▶ Passage shown:

The report showed an addition of 512 cases across all age groups in the last week, with 37 of them for children under five years of age, 26 for persons 18 to 22, and 327 for those persons 23 years old and older.

The percentages of added cases that were for persons 5 to 17 years old was 23.8 on Jan. 20, compared with 18.4 percent a week earlier. That percentage has increased each of the last three weeks.

The percentage of cases for those 0 to 4 years old also increased, to 7.2 percent from 3.7 percent.

These cases are based on results of the rapid antigen and molecular tests.

In Oconee County, the seven-day rolling average of the positivity rate of the more robust molecular PCR test for COVID-19 was 35.5 percent on Friday, down from the 40.7 on Friday of last week. The PCR test is considered to be the more reliable of the tests.

In Clarke County on Friday, the seven-day rolling average of the positivity rate of PCR tests was 28.9 percent on Friday, down from 34.3 on Friday of last week.

University, Hospital Reports

The University of Georgia on Wednesday, in its COVID-19 Health and Exposure Updates, reported 992 positive COVID-19 tests, up from 852 in the revised estimate from the previous week.

The report on Wednesday covered the period of Jan. 10 to 16.

The University reported 2,343 walk-in tests were performed on individuals by the University Health Center in the week ending on Jan. 16. The University resumed session on Jan. 10.

The positivity rate for the walk-in tests performed in the week ending on Jan. 16 was 14.7 percent, up from the 13.3 percent reported in the week ending Jan. 9.

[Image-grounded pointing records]
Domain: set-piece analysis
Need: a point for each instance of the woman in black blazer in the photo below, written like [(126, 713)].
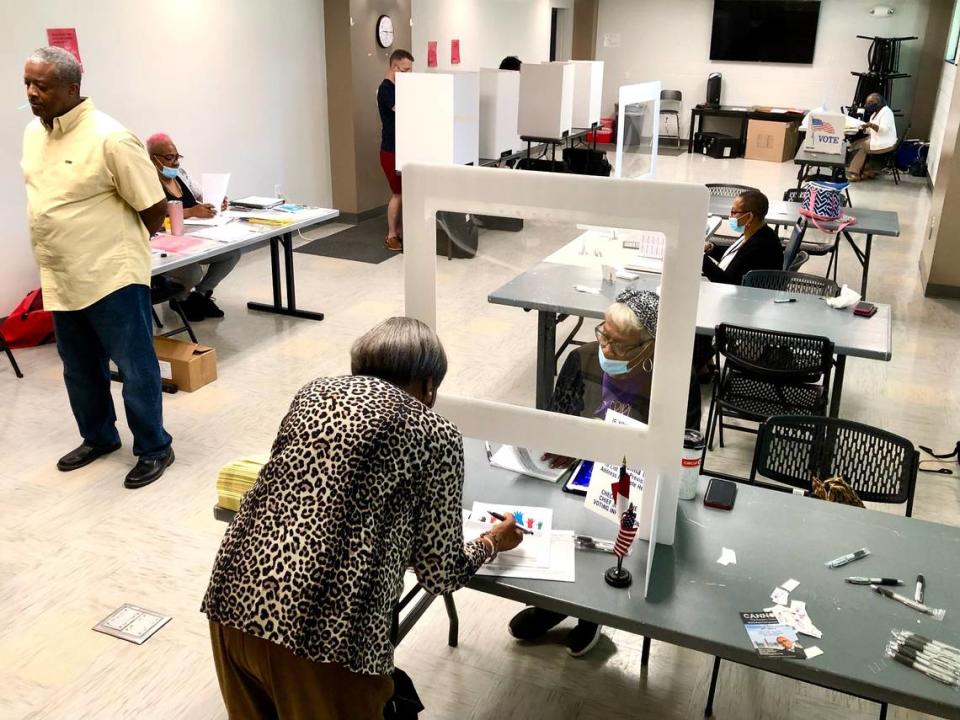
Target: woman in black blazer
[(758, 248)]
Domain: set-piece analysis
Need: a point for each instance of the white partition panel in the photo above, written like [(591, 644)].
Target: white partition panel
[(676, 209), (629, 95), (499, 107), (587, 92), (546, 99)]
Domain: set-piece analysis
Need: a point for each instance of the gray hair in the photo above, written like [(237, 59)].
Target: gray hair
[(67, 66), (400, 350)]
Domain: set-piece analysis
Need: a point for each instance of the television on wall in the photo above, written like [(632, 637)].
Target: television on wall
[(764, 30)]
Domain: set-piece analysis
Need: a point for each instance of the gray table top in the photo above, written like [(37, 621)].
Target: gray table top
[(694, 602), (549, 287), (869, 222), (259, 234), (808, 157)]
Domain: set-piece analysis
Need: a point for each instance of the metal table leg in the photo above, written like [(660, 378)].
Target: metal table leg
[(546, 357), (286, 242), (839, 367)]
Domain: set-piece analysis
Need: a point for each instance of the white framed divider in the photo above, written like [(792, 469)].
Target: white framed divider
[(676, 209), (639, 93)]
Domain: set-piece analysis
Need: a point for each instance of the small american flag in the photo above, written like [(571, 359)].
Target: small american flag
[(819, 124), (626, 533)]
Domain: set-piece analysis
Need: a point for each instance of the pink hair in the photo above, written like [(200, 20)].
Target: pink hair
[(156, 139)]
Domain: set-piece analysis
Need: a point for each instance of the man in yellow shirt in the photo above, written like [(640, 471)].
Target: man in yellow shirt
[(93, 201)]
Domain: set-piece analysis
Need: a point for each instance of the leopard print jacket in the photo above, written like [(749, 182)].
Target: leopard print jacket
[(363, 481)]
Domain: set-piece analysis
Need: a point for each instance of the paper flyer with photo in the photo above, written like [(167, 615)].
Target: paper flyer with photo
[(600, 492), (770, 637)]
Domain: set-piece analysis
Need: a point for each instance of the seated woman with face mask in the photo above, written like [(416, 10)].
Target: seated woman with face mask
[(613, 373)]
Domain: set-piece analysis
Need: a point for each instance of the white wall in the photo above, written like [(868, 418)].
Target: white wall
[(940, 113), (670, 41), (488, 31), (239, 84)]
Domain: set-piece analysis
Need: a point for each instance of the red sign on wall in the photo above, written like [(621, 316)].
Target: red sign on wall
[(65, 38)]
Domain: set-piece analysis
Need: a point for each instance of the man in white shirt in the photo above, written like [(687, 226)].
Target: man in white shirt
[(881, 137)]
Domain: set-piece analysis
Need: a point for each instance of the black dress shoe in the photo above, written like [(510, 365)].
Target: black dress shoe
[(146, 471), (83, 455)]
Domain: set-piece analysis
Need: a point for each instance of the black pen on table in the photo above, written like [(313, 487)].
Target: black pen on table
[(501, 518)]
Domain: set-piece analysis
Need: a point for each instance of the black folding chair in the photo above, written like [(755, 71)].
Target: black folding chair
[(794, 282), (880, 466), (767, 373)]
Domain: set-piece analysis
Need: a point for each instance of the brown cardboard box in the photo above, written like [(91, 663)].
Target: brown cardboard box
[(771, 141), (188, 365)]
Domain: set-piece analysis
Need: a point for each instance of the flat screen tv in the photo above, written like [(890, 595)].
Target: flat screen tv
[(764, 30)]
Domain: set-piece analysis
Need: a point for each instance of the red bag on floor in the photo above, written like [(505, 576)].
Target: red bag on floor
[(28, 324)]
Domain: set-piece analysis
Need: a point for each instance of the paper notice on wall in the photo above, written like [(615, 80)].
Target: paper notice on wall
[(65, 38), (605, 479)]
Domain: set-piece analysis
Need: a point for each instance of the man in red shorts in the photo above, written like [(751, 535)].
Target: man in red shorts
[(400, 61)]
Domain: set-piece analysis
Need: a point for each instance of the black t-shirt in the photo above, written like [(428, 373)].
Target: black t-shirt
[(186, 196), (386, 100)]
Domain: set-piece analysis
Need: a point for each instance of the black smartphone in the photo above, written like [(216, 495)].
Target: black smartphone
[(865, 309), (721, 494)]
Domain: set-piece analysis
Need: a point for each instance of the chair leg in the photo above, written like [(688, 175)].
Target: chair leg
[(708, 710), (453, 618)]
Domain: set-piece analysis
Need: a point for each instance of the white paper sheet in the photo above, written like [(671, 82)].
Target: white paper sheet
[(214, 188), (562, 567), (525, 461)]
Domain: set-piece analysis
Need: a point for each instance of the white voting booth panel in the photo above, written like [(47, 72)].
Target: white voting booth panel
[(499, 107), (546, 99), (826, 132), (437, 118), (648, 92), (587, 90), (675, 209)]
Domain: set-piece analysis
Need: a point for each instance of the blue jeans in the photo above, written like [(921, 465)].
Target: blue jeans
[(118, 327)]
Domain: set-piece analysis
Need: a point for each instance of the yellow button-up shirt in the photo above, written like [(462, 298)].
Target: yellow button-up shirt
[(87, 179)]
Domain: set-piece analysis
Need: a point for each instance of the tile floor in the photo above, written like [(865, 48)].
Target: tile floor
[(73, 547)]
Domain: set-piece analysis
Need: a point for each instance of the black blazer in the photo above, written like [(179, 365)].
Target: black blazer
[(761, 252)]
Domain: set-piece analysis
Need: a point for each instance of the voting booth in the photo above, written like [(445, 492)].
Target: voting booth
[(499, 106), (825, 132), (438, 118), (546, 100)]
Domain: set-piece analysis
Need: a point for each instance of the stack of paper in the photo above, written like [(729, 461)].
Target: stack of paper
[(544, 554)]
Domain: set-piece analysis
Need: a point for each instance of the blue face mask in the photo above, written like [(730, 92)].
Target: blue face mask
[(612, 367)]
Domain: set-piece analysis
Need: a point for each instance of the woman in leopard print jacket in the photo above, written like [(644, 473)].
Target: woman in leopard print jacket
[(364, 480)]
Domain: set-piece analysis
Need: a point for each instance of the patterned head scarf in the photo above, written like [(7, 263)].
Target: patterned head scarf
[(645, 305)]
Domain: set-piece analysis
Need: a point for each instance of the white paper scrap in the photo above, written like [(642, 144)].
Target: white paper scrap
[(727, 557)]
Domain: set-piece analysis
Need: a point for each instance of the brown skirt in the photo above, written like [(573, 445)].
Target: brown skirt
[(261, 680)]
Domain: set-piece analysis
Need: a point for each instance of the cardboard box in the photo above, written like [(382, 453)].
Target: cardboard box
[(771, 141), (188, 365)]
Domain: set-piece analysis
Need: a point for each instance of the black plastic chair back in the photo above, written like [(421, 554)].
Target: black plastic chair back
[(784, 281), (776, 356), (880, 466), (727, 189)]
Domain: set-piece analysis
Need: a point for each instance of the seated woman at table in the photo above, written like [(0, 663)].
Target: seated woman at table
[(196, 298), (758, 247), (364, 480), (614, 373)]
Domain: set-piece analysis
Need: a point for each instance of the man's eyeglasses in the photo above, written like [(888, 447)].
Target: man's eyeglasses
[(619, 348)]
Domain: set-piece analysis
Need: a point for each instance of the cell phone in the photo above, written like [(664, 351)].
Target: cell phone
[(865, 309), (721, 494)]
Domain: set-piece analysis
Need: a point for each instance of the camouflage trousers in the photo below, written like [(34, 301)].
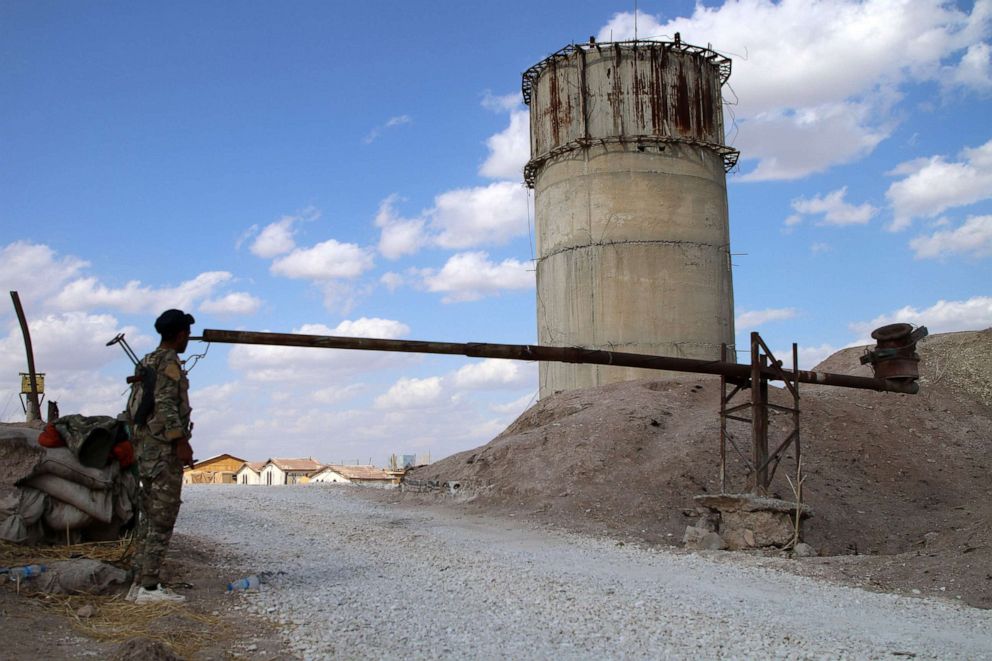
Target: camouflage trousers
[(161, 475)]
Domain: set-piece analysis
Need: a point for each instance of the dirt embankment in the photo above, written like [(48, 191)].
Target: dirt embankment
[(899, 484)]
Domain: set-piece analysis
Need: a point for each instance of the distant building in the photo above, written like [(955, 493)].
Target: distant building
[(288, 471), (250, 473), (220, 469), (369, 476)]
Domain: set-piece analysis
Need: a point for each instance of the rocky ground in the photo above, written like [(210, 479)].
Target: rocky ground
[(898, 484)]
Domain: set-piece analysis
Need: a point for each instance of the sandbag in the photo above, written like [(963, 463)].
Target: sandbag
[(23, 509), (63, 516), (19, 453), (98, 503), (90, 437), (62, 462), (14, 530), (81, 576), (125, 496)]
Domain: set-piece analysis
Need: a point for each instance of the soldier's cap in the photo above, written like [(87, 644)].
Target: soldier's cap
[(173, 320)]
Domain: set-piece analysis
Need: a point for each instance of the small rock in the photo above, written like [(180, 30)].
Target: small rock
[(702, 539)]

▶ Aim of the exercise: In the COVID-19 case report, reproduce the part starting at "The report on" and ending at "on Jan. 10.", with "University Health Center" changed to "campus clinic".

▶ Result for this task:
The report on Wednesday covered the period of Jan. 10 to 16.

The University reported 2,343 walk-in tests were performed on individuals by the campus clinic in the week ending on Jan. 16. The University resumed session on Jan. 10.